TASK TO COMPLETE: Display every line of the items below that contains the word "fire", treating uppercase and lowercase letters as different.

>> Begin

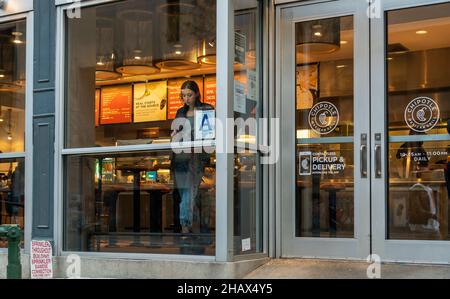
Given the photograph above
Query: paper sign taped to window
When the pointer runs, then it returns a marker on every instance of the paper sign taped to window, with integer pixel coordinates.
(41, 260)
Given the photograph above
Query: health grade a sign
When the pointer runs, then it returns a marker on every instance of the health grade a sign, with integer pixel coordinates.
(320, 163)
(205, 124)
(41, 260)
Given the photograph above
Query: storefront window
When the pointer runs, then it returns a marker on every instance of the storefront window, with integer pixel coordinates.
(324, 126)
(418, 75)
(12, 123)
(134, 203)
(247, 105)
(126, 64)
(141, 73)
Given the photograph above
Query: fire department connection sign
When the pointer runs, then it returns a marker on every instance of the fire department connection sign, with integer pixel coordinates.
(41, 260)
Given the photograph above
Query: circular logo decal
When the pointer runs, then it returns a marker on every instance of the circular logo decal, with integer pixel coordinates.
(323, 118)
(422, 114)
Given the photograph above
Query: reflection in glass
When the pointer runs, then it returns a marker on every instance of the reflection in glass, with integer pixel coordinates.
(130, 203)
(12, 193)
(324, 204)
(419, 110)
(13, 41)
(248, 213)
(126, 62)
(418, 193)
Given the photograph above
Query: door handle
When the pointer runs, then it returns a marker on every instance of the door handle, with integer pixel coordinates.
(378, 160)
(363, 155)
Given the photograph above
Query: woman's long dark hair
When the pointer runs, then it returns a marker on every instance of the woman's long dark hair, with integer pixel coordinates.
(192, 85)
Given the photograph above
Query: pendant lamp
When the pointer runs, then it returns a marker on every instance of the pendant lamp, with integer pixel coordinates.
(318, 36)
(137, 58)
(106, 58)
(179, 45)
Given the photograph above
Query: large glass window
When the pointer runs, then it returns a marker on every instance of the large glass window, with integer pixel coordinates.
(126, 64)
(135, 203)
(12, 123)
(418, 64)
(140, 73)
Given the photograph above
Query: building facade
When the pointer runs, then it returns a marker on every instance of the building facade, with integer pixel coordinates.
(200, 138)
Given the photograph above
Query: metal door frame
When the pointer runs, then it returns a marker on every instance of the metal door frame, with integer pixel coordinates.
(417, 251)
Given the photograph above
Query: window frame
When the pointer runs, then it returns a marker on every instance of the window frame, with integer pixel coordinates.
(223, 71)
(25, 13)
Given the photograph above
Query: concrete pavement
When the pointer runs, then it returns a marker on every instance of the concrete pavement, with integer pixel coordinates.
(324, 269)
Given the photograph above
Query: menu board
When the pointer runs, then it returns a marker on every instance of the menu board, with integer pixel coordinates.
(97, 106)
(210, 91)
(116, 105)
(150, 101)
(174, 94)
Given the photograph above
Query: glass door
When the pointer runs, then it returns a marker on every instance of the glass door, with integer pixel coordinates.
(323, 94)
(411, 92)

>> End

TASK ANSWER:
Query: fire department connection sign
When the pointer runs, then it returns a marker on every instance of the fire department connection sign, with integer pixel coordinates.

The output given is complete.